STATED GOAL »
Copy out the lines from the line with "the white wall" through the end of the lines, substituting "anchor point" for each "reference point" and keeping everything else the same. Omit the pictures from your answer.

ROWS »

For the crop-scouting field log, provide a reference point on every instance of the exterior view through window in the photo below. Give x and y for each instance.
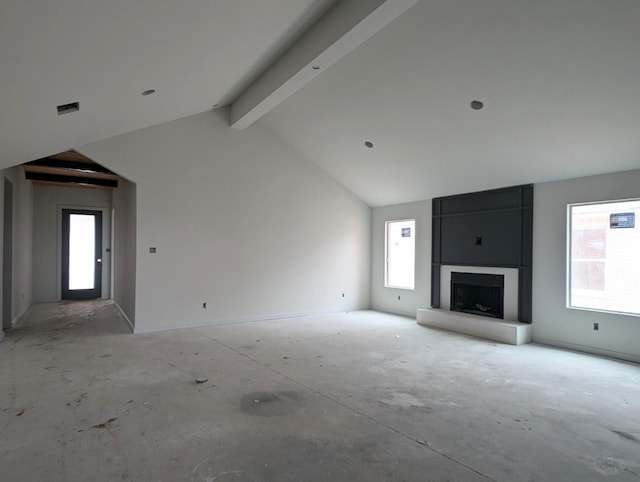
(604, 256)
(400, 254)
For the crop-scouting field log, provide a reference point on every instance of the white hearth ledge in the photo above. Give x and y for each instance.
(511, 332)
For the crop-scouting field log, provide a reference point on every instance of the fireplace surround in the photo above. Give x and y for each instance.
(478, 294)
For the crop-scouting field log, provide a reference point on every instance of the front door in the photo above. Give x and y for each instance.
(81, 254)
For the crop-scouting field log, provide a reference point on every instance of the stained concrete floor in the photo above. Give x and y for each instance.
(350, 397)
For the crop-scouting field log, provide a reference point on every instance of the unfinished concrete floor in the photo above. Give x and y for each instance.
(351, 397)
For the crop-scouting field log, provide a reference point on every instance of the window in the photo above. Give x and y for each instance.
(604, 256)
(400, 254)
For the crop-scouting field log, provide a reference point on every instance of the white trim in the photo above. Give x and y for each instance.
(618, 355)
(237, 321)
(124, 315)
(386, 253)
(103, 286)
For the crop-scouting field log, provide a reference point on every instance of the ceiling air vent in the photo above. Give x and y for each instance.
(68, 108)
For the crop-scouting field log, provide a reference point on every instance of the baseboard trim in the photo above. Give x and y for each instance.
(238, 321)
(17, 319)
(124, 315)
(630, 357)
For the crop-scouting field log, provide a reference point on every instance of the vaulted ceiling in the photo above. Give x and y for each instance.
(558, 80)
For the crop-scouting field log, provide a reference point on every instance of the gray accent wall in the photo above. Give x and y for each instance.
(553, 323)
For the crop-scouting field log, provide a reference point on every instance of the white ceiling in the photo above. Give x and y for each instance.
(105, 53)
(560, 80)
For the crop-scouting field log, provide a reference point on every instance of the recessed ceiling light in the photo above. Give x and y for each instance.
(68, 108)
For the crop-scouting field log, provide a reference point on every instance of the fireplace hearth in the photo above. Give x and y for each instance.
(478, 294)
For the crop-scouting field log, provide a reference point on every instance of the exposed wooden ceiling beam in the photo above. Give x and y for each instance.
(70, 172)
(80, 166)
(58, 178)
(348, 24)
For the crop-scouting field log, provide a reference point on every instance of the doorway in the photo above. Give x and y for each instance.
(81, 254)
(7, 255)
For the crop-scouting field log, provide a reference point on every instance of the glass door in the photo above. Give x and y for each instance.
(81, 254)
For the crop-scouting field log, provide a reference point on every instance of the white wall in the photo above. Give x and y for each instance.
(22, 239)
(124, 248)
(47, 249)
(240, 221)
(386, 299)
(619, 335)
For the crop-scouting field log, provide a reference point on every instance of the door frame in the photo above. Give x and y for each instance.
(96, 291)
(106, 251)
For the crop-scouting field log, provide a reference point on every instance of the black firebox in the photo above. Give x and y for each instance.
(478, 294)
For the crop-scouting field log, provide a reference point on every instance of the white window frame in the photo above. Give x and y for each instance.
(386, 254)
(569, 256)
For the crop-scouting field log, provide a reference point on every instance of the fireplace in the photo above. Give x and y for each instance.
(478, 294)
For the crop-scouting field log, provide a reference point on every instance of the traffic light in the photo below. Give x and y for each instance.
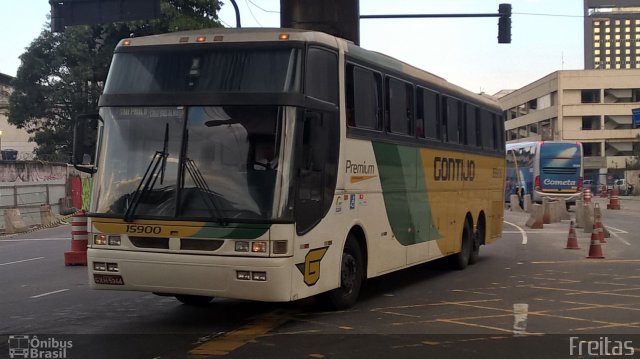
(504, 24)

ANSWER TO THIS PROBLEM »
For the crop-scouting field log, provide a anchor point on every instance of the white wall in the photo above. Give x and y for each instance.
(22, 239)
(124, 248)
(47, 249)
(240, 221)
(386, 299)
(619, 335)
For the crop-scouting field log, provide a anchor point on every instance of the door frame in the photo above. Give x and y for each instance.
(96, 291)
(106, 251)
For the crop-scouting field log, provide a anchor point on every instance of the black firebox in the photo above. Give x and y for each instance.
(478, 294)
For the crop-scouting field log, provide a anchor point on every instance of the white window frame in the photo above. Give x and y for each instance.
(386, 254)
(569, 256)
For the crop-scouting field log, provide a anchor point on every instance of the fireplace in the photo above. Give x and y for each instance.
(478, 294)
For the crop-scouting field log, provide a anchor point on every instance of the traffic light in the photo below. Give x and y for each instance.
(504, 24)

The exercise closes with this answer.